◆ Excerto fornecido:
Sócrates, Passos Coelho, Rui Rio e os dramas da paróquia
Há coisa de dois anos e meio, antes das eleições de 2011, surpreendi muita gente quando defendi que era um bocado indiferente que quem mandasse no país fosse Sócrates ou Passos Coelho.
Com o país sob resgate, obrigado a adoptar um duro programa de austeridade, qualquer que fosse o primeiro-ministro, iria acabar odiado por toda a gente.
Nessa altura, escrevi que Passos Coelho não sabia onde se estava a meter, e que em dois anos seria tão ou mais odiado do que Sócrates já era.
E, como todos sabemos, Sócrates era muito odiado em 2011, e grande parte dos portugueses, à direita ou à esquerda, já não o podia ver à frente.
Apenas dois anos e meio passados sobre as eleições, o que se passa com Passos Coelho?
Pois, infelizmente para ele, é odiado por meio mundo, ou três quartos do mundo, melhor dizendo.
É odiado pela extrema-esquerda, pelos comunistas, pelos socialistas, e por uma parte importante do eleitorado de centro direita.
É odiado pelos jovens, porque não gera emprego; pelos pensionistas, porque lhes corta as pensões; pelos funcionários públicos, porque lhe tira salários, subsídios e ainda lhes aumenta as horas de trabalho; e por muitos trabalhadores privados, que foram parar ao desemprego.
Até já uma parte do seu PSD, começa a rosnar mais alto contra ele, porque conduziu o partido para uma amarga derrota, e não há grandes perspectivas de vitórias num futuro próximo.

◆ Material:
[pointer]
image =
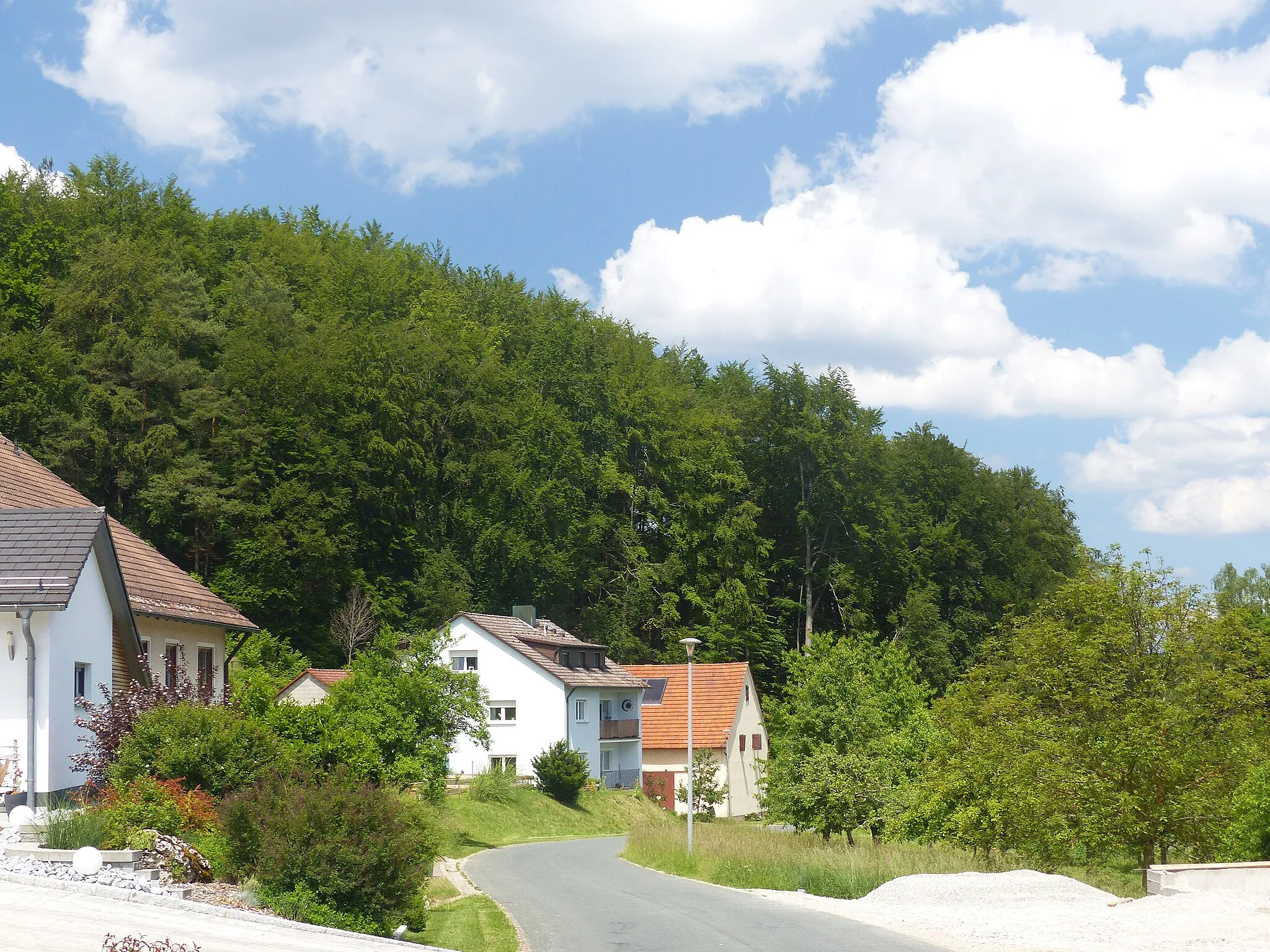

◆ Pedido escrito 1: Traduza para inglês esta frase do excerto fornecido: "Com o país sob resgate, obrigado a adoptar um duro programa de austeridade, qualquer que fosse o primeiro-ministro, iria acabar odiado por toda a gente."
◆ Pedido escrito 2: Altere o trecho do excerto fornecido que começa em "Com o país sob" e vai até "toda a gente.", trocando "primeiro-ministro" por "chefe do governo".

◆ Resolução do exercício 1: With the country under a bailout, forced to adopt a harsh austerity program, whoever the prime minister was would end up hated by everyone.

◆ Resolução do exercício 2:
Com o país sob resgate, obrigado a adoptar um duro programa de austeridade, qualquer que fosse o chefe do governo, iria acabar odiado por toda a gente.